(Teks Bacaan)
• • • • •
Mendaki gunung menjadi salah satu hobi yang banyak digemari remaja beberapa tahun belakangan. Namun, tahukah Anda bahwa pendakian yang tidak disertai dengan persiapan yang matang justru bisa membahayakan pendaki? Salah satu kondisi yang bisa mengancam keselamatan saat pendakian adalah acute mountain sickness (AMS).
AMS atau yang sering kali disebut sebagai penyakit gunung bisa terjadi saat pendaki berada atau bermalam di ketinggian tertentu. Sekitar 25% penyakit gunung ini dialami saat pendaki berada di ketinggian 2400 meter di atas permukaan laut (mdpl), dan sekitar 40-50% terjadi saat pendaki berada di ketinggian 3000 mdpl. Kondisi ini bisa terjadi pada usia tua dan muda, pria ataupun wanita, walaupun beberapa penelitian menyatakan wanita lebih sering terkena dibanding pria. Kondisi ini disebabkan oleh penurunan kadar oksigen dan tekanan udara yang semakin berkurang saat mendaki ke tempat yang lebih tinggi.
Apa yang membuat saya berisiko terkena acute mountain sickness?
Sampai saat ini tidak ada alat diagnosis yang bisa memprediksi dengan pasti kejadian penyakit gunung ini, namun angka kejadian penyakit ini biasanya semakin meningkat apabila ditemukan faktor risiko berikut:
Mempunyai riwayat AMS sebelumnya
Meminum alkohol atau aktivitas berlebihan saat tubuh belum beradaptasi dengan ketinggian
Pendakian yang terlalu cepat (mencapai ketinggian 2700 mdpl dalam waktu kurang dari 1 hari)
Mempunyai kondisi medis yang mempengaruhi sistem pernapasan
Tidak terbiasa berada di tempat tinggi
Gejala acute mountain sickness
Gejala dan tanda dari AMS biasanya timbul dalam waktu beberapa jam sampai 1 hari, gejala yang timbul bisa berupa gejala yang ringan sampai berat. Berikut adalah gejala dan tanda jika Anda mengalami AMS :
Sakit kepala
Pusing
Lelah
Tidak bisa tidur (sering terbangun saat tidur)
• • • • •
(Kumpulan Latihan)
**a.** Ubah paragraf yang diawali dengan "AMS atau yang sering kali disebut" dalam teks tentang penyakit gunung menjadi daftar poin singkat. Pertahankan fakta-fakta utamanya.
**b.** Buat ringkasan teks tentang penyakit gunung dalam dua kalimat.
**c.** Salin bagian teks tentang penyakit gunung tanpa perubahan. Mulailah pada kata-kata "Apa yang membuat" dan berhenti setelah kata-kata "terbangun saat tidur)".
Baris-baris berikut merupakan bahan terpisah dari teks tentang penyakit gunung.

(Entri data hasil ekstraksi)
• • • • •
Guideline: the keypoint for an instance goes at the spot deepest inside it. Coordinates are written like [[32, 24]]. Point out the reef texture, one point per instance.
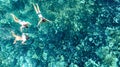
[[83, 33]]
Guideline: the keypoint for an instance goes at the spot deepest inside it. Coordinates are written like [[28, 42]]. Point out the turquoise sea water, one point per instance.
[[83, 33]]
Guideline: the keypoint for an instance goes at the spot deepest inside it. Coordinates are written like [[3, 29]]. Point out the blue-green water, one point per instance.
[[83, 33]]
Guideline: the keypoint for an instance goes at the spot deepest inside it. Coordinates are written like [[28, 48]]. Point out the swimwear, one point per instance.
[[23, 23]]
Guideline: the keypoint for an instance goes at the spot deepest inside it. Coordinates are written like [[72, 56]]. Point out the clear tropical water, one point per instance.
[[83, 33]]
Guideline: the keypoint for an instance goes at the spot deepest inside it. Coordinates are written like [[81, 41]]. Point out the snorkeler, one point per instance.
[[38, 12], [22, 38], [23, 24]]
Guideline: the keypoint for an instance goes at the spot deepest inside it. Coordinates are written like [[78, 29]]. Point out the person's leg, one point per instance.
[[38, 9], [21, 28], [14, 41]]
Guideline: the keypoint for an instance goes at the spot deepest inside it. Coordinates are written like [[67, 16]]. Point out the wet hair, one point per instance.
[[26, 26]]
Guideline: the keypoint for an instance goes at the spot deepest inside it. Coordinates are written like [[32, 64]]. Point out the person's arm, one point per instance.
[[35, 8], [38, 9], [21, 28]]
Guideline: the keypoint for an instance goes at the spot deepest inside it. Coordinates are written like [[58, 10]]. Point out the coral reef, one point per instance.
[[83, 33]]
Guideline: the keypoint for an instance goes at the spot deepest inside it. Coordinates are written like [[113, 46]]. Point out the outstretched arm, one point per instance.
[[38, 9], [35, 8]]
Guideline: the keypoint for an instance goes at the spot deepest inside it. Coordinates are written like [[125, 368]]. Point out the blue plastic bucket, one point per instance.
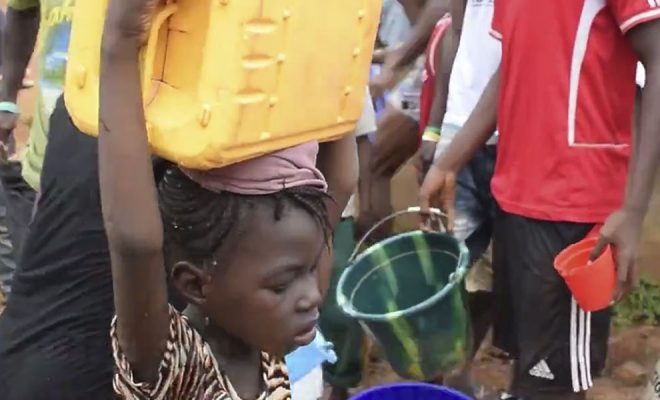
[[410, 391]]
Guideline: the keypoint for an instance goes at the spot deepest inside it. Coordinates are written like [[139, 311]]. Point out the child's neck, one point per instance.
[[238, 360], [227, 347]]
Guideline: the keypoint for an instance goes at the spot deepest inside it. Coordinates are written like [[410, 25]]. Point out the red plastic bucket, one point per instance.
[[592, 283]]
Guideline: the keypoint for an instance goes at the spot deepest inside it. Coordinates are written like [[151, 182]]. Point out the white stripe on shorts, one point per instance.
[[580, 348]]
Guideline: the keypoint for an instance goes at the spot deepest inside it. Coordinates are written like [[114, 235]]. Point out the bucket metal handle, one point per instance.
• • • • •
(Hasil Latihan)
**a.**
- AMS atau penyakit gunung dapat terjadi saat pendaki berada atau bermalam di ketinggian tertentu.
- Sekitar 25% kasus terjadi di ketinggian 2400 mdpl, dan sekitar 40-50% di ketinggian 3000 mdpl.
- Penyakit ini dapat dialami usia tua maupun muda, pria maupun wanita, meskipun beberapa penelitian menyatakan wanita lebih sering terkena.
- Penyebabnya adalah penurunan kadar oksigen dan tekanan udara yang makin berkurang saat mendaki ke tempat lebih tinggi.

**b.** Acute mountain sickness (AMS) atau penyakit gunung adalah kondisi yang dapat mengancam keselamatan pendaki dan disebabkan oleh penurunan kadar oksigen serta tekanan udara di tempat yang lebih tinggi. Risikonya meningkat antara lain karena riwayat AMS sebelumnya, pendakian yang terlalu cepat, atau kondisi medis yang memengaruhi sistem pernapasan, dengan gejala seperti sakit kepala, pusing, lelah, dan tidak bisa tidur yang biasanya timbul dalam beberapa jam sampai 1 hari.

**c.**
Apa yang membuat saya berisiko terkena acute mountain sickness?
Sampai saat ini tidak ada alat diagnosis yang bisa memprediksi dengan pasti kejadian penyakit gunung ini, namun angka kejadian penyakit ini biasanya semakin meningkat apabila ditemukan faktor risiko berikut:
Mempunyai riwayat AMS sebelumnya
Meminum alkohol atau aktivitas berlebihan saat tubuh belum beradaptasi dengan ketinggian
Pendakian yang terlalu cepat (mencapai ketinggian 2700 mdpl dalam waktu kurang dari 1 hari)
Mempunyai kondisi medis yang mempengaruhi sistem pernapasan
Tidak terbiasa berada di tempat tinggi
Gejala acute mountain sickness
Gejala dan tanda dari AMS biasanya timbul dalam waktu beberapa jam sampai 1 hari, gejala yang timbul bisa berupa gejala yang ringan sampai berat. Berikut adalah gejala dan tanda jika Anda mengalami AMS :
Sakit kepala
Pusing
Lelah
Tidak bisa tidur (sering terbangun saat tidur)